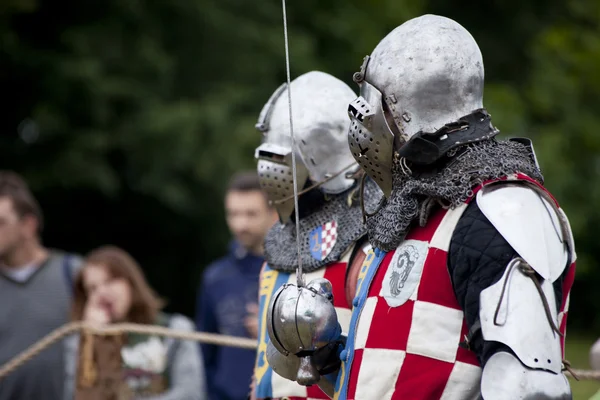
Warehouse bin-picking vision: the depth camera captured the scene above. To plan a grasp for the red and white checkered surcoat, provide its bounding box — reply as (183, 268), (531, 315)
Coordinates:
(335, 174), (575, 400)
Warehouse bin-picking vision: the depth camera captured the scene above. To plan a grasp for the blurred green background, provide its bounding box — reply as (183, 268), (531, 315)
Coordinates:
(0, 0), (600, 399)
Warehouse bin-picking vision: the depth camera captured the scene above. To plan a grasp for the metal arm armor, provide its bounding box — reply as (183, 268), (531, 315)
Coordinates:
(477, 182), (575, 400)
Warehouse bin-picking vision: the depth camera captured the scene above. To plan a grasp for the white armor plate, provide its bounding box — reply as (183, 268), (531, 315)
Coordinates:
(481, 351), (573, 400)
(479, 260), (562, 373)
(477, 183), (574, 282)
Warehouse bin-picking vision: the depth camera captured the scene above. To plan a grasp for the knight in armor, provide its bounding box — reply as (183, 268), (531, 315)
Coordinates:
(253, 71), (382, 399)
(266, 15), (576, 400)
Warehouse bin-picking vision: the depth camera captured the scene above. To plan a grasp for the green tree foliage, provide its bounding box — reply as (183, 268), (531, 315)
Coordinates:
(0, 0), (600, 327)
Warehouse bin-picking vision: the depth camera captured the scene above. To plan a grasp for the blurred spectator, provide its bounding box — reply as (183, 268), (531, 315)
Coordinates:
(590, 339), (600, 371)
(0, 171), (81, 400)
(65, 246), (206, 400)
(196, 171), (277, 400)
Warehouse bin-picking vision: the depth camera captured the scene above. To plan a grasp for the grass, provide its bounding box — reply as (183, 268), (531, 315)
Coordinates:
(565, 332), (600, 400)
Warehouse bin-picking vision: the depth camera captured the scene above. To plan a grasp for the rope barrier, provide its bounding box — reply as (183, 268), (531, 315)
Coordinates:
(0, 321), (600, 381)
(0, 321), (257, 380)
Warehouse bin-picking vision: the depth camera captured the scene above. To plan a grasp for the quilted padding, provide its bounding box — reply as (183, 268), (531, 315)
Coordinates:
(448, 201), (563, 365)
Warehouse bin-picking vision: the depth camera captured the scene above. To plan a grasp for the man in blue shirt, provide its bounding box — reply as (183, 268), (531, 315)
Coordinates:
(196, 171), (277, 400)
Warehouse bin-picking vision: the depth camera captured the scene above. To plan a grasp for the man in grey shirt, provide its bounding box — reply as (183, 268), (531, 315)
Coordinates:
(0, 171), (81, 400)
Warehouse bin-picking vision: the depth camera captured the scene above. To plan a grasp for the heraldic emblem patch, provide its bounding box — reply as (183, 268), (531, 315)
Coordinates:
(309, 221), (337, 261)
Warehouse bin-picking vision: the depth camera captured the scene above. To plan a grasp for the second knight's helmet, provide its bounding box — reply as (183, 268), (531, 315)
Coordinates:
+===+
▶ _Problem statement_: Reproduce every item above with "depth camera" replaced by "overhead camera" wherever it occurs, leaving all other text unchanged. Omit the pictures.

▶ _Complete response_:
Warehouse bin-picking vision: the overhead camera captured the scene above. To plan a grasp for the red and white checkered surcoat, provide its bounding box — reply as (183, 268), (531, 315)
Coordinates:
(335, 174), (575, 400)
Warehouse bin-picking vision: the overhead camera captured the scene above. To plan a grasp for the blurred green background, provide its bounding box — reply as (183, 268), (531, 315)
Coordinates:
(0, 0), (600, 399)
Warehouse bin-picking vision: the overhead camera captured the scene above. To plan a grasp for the metal arm armor, provide its bounding box — reply as (183, 268), (531, 315)
Coordinates:
(477, 182), (575, 400)
Warehouse bin-picking vision: the overhead camera captured the scene above. To plan a grasp for the white armor plate, provide its bounding box — reply as (183, 268), (531, 315)
Coordinates:
(481, 351), (573, 400)
(479, 260), (562, 373)
(477, 183), (574, 282)
Warehouse bin-picking vision: the overhead camera captured the scene above. To plan a grasp for the knight in armor, provide its bounding box — reply as (183, 268), (531, 315)
Coordinates:
(253, 71), (382, 399)
(266, 15), (576, 400)
Warehouse bin-picking vision: the overhead camera captured the scene above. To plan a grasp for the green tree foliage, provide its bounding box — reply as (183, 268), (531, 315)
Coordinates:
(0, 0), (600, 327)
Warehouse bin-picking vision: the overhead camera captured the scene above. To plan a grasp for the blurred spectator, provide its bounding box — reply as (183, 268), (531, 315)
Coordinates:
(590, 339), (600, 371)
(0, 171), (81, 400)
(65, 246), (206, 400)
(196, 171), (277, 400)
Warehouse bin-picking vision: the overhead camera captured the scene above. To plan a grasp for the grass, provide its bounding box — reply as (183, 268), (531, 315)
Coordinates:
(565, 332), (600, 400)
Warehouse bin-picking vision: the overhead camera captured the scene above. To plan a grasp for the rope barrier, provide its bounding box — reply as (183, 268), (531, 315)
Coordinates:
(0, 321), (600, 381)
(0, 321), (257, 380)
Warehouse bin-picking vision: the overhead camera captured the scene above. To plan a grasp for the quilted padding, provide its bounding box — reply as (183, 268), (531, 315)
Coordinates:
(448, 201), (563, 365)
Warehouse bin-picking vision: the overhead camera captured the scene above. To plan a grasp for the man in blue shirt, provide its bounding box — reply as (183, 268), (531, 315)
Coordinates:
(196, 171), (277, 400)
Warehouse bin-picking vision: the overhead camera captured the scene above. To plan a grasp for the man in grey shirt, provide its bounding box — reply as (183, 268), (531, 315)
Coordinates:
(0, 171), (81, 400)
Warehouse bin-picking vision: the overhead camera captured the scene above. To plan a grasp for the heraldic emblem patch, provide its bounding box — reply as (183, 268), (531, 315)
Coordinates:
(309, 221), (337, 261)
Warehouse bin-picking vision: the overhead camera captured the scene above. To plan a grasp for the second knight's helmet, provide its bounding box — reply as (183, 268), (531, 315)
Coordinates:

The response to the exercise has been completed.